- [Your instructions] Lines from the one containing "x=274, y=510, one point per instance." through the last line of the data below are to be returned exactly; leave out the rest.
━━━━━ Raw data ━━━━━
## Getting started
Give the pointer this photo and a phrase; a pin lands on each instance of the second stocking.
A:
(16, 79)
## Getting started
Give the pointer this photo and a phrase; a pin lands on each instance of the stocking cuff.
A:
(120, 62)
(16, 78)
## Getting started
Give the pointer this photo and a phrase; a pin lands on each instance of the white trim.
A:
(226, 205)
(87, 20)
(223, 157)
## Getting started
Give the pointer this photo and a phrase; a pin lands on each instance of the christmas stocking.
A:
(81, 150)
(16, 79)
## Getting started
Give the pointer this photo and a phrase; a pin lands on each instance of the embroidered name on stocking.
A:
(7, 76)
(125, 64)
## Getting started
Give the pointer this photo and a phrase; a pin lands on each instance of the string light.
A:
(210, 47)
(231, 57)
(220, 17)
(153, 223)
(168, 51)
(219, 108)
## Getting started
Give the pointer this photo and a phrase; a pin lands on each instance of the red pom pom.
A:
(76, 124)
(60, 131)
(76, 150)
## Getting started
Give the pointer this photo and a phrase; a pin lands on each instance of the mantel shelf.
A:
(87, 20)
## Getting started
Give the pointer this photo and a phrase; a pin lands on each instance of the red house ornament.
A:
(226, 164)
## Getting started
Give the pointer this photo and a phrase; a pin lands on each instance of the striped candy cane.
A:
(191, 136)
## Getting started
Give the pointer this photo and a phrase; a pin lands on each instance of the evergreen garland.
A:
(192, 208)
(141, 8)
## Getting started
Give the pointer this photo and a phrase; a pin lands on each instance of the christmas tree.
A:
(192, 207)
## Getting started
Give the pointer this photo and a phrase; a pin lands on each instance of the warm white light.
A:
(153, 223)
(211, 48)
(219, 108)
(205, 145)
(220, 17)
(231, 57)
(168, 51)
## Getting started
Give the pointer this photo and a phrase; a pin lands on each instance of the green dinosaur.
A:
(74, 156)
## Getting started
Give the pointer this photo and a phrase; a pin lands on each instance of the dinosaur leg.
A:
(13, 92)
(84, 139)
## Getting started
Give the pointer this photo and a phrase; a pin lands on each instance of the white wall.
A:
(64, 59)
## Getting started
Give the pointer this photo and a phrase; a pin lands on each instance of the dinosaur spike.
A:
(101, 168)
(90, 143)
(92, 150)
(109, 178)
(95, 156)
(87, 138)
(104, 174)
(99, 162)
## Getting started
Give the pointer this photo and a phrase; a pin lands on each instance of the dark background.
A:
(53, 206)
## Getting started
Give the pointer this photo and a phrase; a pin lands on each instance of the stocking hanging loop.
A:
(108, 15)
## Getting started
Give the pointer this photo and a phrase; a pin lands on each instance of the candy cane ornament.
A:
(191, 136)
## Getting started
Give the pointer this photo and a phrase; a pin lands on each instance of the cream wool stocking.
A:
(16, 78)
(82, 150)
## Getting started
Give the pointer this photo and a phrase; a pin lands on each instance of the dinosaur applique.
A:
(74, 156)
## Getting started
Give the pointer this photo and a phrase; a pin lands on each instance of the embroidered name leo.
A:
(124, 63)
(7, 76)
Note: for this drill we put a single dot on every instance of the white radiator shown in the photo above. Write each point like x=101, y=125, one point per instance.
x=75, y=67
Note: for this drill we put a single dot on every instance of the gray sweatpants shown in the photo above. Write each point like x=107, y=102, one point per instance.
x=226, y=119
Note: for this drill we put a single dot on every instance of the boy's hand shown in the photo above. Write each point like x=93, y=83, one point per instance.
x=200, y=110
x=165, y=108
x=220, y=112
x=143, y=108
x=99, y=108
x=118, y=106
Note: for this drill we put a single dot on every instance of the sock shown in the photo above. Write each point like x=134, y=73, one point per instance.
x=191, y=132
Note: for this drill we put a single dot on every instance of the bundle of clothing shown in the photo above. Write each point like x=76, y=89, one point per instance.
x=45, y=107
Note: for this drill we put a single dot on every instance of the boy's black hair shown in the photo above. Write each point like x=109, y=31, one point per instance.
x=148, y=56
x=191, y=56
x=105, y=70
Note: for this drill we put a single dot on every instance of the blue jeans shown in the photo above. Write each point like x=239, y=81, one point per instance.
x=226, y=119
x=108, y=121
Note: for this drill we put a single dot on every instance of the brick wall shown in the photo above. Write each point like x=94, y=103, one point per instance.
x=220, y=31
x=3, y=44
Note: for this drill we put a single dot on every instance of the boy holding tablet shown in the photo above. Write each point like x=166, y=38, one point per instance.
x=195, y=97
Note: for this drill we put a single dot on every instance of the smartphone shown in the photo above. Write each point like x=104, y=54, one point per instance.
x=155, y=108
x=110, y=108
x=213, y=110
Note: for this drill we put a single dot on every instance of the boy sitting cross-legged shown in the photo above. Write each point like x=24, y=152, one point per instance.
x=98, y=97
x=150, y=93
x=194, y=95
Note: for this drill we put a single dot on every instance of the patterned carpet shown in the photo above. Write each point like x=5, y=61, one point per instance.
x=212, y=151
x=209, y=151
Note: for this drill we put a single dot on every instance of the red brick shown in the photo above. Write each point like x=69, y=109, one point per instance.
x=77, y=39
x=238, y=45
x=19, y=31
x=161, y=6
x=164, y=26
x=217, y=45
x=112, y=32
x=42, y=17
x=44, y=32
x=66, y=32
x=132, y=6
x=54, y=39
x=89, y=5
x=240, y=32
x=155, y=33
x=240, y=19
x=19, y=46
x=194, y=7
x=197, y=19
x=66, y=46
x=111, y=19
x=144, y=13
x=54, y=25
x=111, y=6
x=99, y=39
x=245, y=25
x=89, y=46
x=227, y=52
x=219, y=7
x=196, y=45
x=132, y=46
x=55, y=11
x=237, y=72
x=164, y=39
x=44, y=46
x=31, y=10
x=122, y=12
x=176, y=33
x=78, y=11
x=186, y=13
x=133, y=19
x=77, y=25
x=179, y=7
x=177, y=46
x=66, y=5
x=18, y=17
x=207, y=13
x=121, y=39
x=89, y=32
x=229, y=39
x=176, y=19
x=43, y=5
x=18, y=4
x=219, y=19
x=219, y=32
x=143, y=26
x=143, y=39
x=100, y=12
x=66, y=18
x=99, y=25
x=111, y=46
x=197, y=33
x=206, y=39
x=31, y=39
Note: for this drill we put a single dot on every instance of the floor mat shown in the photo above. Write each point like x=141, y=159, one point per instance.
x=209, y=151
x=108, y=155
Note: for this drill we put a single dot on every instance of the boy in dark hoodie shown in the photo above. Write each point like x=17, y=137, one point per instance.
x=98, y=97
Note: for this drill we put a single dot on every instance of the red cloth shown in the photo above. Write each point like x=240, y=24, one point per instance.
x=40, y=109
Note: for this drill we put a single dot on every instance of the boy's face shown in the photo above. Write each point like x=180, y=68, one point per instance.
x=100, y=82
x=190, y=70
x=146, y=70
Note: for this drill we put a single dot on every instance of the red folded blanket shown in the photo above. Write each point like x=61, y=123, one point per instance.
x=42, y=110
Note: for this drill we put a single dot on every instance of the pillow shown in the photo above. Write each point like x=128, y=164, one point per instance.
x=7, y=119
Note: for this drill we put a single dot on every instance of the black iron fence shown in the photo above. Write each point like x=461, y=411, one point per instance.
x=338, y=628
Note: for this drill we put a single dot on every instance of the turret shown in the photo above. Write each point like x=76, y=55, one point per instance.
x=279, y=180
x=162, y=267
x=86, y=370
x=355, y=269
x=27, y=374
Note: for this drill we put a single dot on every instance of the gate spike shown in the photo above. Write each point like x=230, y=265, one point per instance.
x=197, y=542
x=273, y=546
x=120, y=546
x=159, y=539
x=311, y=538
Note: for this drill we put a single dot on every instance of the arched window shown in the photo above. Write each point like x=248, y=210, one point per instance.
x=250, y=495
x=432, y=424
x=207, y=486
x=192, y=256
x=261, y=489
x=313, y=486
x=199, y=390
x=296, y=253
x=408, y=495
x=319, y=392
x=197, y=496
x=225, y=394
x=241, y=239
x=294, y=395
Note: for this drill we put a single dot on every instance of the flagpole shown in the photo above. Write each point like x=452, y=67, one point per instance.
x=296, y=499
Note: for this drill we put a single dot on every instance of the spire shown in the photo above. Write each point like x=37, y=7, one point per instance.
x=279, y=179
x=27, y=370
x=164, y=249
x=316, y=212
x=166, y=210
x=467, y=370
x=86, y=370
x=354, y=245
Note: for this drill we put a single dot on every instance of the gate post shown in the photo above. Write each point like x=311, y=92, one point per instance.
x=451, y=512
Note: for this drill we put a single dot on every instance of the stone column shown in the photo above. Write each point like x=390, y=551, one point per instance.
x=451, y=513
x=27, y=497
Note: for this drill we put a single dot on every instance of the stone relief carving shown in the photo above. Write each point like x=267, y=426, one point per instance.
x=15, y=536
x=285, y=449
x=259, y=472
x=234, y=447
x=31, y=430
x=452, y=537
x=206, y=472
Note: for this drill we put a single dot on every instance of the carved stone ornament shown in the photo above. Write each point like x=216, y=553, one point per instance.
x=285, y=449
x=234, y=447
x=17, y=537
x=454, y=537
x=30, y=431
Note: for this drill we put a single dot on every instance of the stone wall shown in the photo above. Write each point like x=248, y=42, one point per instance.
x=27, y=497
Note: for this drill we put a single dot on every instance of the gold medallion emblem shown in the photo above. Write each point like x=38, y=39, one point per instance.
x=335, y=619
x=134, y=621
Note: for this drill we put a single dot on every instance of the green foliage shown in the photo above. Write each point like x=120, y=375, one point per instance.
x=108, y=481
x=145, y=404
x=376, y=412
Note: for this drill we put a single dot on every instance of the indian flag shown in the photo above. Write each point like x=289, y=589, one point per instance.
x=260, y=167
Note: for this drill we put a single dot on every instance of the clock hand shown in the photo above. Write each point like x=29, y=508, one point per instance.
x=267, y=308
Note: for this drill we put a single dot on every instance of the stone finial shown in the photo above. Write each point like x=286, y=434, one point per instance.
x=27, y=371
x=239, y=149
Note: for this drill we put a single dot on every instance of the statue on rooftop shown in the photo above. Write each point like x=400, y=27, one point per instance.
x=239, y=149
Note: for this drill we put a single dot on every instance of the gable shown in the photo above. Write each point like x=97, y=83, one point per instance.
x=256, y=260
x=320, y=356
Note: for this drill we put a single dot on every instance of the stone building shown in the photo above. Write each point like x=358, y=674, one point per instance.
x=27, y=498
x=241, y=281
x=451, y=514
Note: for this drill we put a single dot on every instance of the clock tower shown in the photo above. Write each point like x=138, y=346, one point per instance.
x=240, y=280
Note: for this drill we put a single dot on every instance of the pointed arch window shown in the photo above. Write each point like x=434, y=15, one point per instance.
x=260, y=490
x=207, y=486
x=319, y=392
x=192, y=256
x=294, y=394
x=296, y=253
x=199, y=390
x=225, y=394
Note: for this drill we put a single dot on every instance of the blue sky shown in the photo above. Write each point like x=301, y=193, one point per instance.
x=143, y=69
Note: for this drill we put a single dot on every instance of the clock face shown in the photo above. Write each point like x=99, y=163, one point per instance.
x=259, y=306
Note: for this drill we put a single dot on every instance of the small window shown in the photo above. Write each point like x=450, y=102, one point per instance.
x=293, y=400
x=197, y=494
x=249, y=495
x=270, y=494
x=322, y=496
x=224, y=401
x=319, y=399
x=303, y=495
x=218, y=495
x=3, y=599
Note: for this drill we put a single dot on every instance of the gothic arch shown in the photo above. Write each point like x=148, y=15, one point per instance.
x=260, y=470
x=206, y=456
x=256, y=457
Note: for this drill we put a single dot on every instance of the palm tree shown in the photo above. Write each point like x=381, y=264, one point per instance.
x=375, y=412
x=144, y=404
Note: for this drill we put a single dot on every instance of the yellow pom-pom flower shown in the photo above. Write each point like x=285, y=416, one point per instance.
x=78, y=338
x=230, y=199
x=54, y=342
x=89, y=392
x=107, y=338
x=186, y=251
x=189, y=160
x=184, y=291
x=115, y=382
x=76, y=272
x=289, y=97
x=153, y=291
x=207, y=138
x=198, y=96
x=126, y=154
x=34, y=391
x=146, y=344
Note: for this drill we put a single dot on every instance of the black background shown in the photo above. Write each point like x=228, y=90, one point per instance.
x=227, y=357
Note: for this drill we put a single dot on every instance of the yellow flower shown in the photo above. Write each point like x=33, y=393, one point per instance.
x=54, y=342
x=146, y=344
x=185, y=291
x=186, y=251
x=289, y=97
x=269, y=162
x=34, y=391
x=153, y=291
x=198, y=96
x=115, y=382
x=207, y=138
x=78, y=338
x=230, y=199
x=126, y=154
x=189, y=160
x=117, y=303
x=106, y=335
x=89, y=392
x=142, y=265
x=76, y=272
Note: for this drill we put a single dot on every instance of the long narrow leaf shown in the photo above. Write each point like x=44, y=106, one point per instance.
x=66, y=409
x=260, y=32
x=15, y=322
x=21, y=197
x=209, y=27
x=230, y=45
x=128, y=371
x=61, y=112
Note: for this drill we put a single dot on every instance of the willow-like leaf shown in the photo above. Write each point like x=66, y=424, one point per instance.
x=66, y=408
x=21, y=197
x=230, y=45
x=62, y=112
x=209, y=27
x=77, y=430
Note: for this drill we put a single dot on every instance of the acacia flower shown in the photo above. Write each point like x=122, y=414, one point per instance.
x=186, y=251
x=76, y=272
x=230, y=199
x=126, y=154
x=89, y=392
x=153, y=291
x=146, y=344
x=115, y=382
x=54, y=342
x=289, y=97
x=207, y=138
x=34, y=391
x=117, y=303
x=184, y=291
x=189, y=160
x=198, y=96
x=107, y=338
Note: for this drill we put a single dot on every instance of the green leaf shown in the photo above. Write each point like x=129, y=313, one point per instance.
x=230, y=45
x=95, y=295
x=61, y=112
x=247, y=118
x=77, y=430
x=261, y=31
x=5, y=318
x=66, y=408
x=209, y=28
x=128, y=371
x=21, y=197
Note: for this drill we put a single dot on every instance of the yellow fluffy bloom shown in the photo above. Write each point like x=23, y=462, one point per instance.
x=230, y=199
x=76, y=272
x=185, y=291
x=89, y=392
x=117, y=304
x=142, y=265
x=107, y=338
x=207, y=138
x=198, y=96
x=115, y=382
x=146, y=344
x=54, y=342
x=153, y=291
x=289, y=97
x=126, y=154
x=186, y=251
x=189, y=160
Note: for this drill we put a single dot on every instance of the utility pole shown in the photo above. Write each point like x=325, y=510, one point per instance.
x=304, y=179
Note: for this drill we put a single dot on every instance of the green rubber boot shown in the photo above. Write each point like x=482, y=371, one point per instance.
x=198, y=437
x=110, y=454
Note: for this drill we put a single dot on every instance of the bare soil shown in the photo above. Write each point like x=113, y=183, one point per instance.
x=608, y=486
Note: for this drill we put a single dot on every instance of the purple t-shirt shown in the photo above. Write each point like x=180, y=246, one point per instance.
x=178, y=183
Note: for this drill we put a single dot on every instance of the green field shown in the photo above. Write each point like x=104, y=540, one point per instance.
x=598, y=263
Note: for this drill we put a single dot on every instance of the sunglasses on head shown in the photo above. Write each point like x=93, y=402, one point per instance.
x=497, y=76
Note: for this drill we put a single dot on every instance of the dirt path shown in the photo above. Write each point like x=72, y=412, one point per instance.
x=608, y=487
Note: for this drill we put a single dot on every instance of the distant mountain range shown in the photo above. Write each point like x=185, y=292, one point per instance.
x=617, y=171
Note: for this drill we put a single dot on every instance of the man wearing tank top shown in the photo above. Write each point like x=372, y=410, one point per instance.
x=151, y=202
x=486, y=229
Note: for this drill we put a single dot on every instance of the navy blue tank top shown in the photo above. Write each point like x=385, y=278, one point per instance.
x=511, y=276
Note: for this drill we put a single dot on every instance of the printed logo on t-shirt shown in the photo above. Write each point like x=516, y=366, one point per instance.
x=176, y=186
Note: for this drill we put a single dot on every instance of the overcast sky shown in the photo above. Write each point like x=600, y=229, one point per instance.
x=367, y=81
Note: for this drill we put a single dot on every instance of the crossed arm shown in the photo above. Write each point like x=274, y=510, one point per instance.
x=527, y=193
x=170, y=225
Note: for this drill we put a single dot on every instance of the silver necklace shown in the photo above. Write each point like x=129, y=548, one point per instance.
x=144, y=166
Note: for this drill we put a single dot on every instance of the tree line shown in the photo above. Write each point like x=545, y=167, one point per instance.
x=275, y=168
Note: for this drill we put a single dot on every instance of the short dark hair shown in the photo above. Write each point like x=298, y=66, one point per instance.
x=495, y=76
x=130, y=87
━━━━━
- [Problem solution]
Note: for this drill we put a single dot on every instance of the crossed arm shown in the photo above. Write each point like x=274, y=510, one point per instance.
x=527, y=193
x=170, y=225
Note: for this drill we put a single dot on every instance of the silver necklace shown in the photo above. Write each point like x=129, y=548, one point per instance.
x=144, y=166
Note: for this drill we put a single dot on every instance of the tree line shown in the photo above. Write each point like x=545, y=167, one point per instance.
x=275, y=168
Note: for this drill we put a single dot on every instance of the short dark hair shown in the photo above. Write each point like x=298, y=66, one point per instance.
x=495, y=76
x=130, y=87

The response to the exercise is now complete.